What this task involves: Filter the entries beneath this task, copying only the lines that hold the word "wheel".

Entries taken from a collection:

════════

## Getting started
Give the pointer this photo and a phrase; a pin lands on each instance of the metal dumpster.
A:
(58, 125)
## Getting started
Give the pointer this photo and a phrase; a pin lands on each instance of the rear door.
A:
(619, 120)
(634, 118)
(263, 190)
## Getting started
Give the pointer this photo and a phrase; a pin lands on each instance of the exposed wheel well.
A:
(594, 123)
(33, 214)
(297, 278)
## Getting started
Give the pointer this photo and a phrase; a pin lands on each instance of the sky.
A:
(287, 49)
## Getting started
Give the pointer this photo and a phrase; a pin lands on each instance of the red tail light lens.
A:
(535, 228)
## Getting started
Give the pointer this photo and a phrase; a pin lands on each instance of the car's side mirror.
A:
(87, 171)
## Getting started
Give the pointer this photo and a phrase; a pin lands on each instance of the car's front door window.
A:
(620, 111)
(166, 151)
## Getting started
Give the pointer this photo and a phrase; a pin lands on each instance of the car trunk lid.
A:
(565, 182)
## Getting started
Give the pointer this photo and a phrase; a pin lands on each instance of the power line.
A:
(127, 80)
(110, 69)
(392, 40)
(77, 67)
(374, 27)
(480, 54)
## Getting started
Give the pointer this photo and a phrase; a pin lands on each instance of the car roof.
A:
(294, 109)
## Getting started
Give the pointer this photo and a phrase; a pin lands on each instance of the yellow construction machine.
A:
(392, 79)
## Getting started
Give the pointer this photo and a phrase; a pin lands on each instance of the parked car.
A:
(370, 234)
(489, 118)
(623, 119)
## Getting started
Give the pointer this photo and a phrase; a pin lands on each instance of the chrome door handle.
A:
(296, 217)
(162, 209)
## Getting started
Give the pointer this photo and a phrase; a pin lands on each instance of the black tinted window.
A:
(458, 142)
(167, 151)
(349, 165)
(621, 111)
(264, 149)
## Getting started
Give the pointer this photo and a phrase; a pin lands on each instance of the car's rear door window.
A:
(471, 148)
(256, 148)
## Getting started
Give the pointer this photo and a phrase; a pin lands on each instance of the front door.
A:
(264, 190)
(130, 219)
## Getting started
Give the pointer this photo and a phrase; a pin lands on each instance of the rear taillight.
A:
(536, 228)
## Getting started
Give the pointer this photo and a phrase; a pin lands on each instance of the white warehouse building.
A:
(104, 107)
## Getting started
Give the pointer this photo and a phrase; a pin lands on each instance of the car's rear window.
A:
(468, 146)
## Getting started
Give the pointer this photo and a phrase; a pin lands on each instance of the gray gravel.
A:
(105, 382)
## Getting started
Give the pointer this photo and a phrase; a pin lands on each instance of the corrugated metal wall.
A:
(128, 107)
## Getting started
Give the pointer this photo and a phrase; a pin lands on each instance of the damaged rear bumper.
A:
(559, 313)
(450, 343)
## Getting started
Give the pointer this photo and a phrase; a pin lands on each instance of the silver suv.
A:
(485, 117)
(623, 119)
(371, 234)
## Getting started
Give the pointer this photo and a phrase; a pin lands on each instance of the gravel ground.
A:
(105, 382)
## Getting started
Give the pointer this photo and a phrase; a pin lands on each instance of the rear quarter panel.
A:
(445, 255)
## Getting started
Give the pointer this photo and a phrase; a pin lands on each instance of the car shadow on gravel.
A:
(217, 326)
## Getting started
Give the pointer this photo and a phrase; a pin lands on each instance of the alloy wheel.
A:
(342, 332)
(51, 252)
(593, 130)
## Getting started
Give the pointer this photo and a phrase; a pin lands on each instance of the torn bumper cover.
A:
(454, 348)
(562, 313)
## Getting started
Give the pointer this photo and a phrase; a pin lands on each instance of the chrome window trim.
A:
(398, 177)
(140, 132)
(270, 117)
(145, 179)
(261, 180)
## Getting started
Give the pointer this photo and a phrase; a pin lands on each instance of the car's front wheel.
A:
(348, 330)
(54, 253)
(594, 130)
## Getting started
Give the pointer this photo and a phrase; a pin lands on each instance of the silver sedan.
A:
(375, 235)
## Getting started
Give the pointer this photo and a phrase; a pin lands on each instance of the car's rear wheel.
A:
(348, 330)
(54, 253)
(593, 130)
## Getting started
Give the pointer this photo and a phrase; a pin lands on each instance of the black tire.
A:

════════

Finished exercise:
Give the pointer this photo and a phrase; a pin lands on each instance of the exposed wheel well.
Give the pointer this photo and a phrase; a pin lands on each instance of the alloy wheel.
Give the pointer this photo and a phrase; a pin lands on each instance of the car's front wheel.
Give the pointer this photo and a phrase; a pin lands on each instance of the car's rear wheel.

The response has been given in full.